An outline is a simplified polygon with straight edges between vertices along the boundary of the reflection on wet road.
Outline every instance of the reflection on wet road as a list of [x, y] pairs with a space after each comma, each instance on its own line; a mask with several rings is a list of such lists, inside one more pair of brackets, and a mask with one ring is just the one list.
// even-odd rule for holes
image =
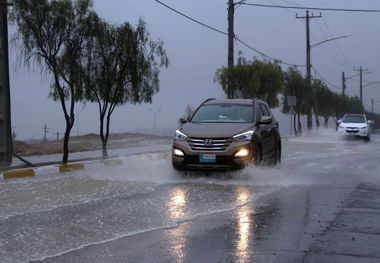
[[[0, 262], [307, 262], [380, 140], [297, 138], [277, 167], [185, 173], [165, 154], [0, 182]], [[353, 150], [354, 149], [354, 150]]]
[[251, 220], [251, 214], [254, 211], [247, 207], [239, 208], [236, 210], [238, 218], [238, 238], [236, 244], [236, 257], [237, 262], [249, 262], [249, 255], [251, 253], [252, 239], [254, 236], [251, 234], [251, 226], [254, 226], [254, 222]]

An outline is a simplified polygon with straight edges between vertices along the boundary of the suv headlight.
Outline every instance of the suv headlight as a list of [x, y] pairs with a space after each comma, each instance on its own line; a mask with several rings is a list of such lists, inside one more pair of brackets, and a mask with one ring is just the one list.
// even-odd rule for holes
[[246, 131], [240, 134], [235, 135], [233, 138], [239, 142], [250, 141], [252, 139], [254, 131]]
[[364, 127], [362, 127], [361, 129], [364, 130], [364, 129], [367, 129], [367, 128], [368, 128], [367, 126], [364, 126]]
[[187, 138], [187, 136], [185, 134], [183, 134], [182, 132], [180, 132], [179, 130], [175, 131], [174, 139], [184, 141], [184, 140], [186, 140], [186, 138]]

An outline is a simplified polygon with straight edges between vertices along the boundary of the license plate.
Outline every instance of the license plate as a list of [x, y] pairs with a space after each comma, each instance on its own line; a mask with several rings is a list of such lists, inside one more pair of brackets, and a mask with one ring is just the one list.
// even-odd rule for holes
[[215, 154], [200, 154], [199, 155], [199, 161], [201, 163], [215, 163], [216, 162], [216, 155]]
════
**EXERCISE**
All of the entries above are to be restated word for word, minus the images.

**ANSWER SECTION**
An outline is a simplified polygon with straight edges between vertices along the boundary of the reflection on wet road.
Outline every instance of the reflection on wet road as a list of [x, y] pairs with a space after each comma, each instance on its own line; a mask with several rings is a list of such lists, inside one more pair of brackets, and a mask with one ring is just the one list.
// even-odd rule for holes
image =
[[[0, 262], [307, 262], [380, 140], [297, 138], [277, 167], [185, 173], [165, 154], [0, 182]], [[353, 150], [354, 149], [354, 150]]]
[[251, 220], [251, 214], [254, 211], [247, 207], [239, 208], [236, 210], [238, 218], [238, 238], [236, 244], [236, 257], [237, 262], [249, 262], [249, 255], [251, 253], [252, 239], [254, 236], [251, 234], [251, 226], [254, 226], [254, 222]]

An outline is a simplified polygon with straight edges between vertices along the boundary of the suv headlight.
Outline every instance of the suv headlight as a list of [x, y] pairs with a space after each comma, each instance on its own line; a mask with several rings is a list of such lists, inside one more pair of brackets, and a mask with one ring is just the one list.
// even-odd rule for holes
[[246, 131], [240, 134], [235, 135], [233, 138], [239, 142], [250, 141], [252, 139], [254, 131]]
[[364, 127], [362, 127], [361, 129], [364, 130], [364, 129], [367, 129], [367, 128], [368, 128], [367, 126], [364, 126]]
[[187, 138], [187, 136], [185, 134], [183, 134], [182, 132], [180, 132], [179, 130], [175, 131], [174, 139], [184, 141], [184, 140], [186, 140], [186, 138]]

An outline is a simplified polygon with straight edges between vertices along the boundary of the license plate.
Outline every instance of the license plate as a list of [x, y] pairs with a space after each comma, each instance on its own line; a mask with several rings is a list of such lists, inside one more pair of brackets, and a mask with one ring is just the one list.
// even-odd rule for holes
[[215, 154], [200, 154], [199, 155], [199, 161], [201, 163], [215, 163], [216, 162], [216, 155]]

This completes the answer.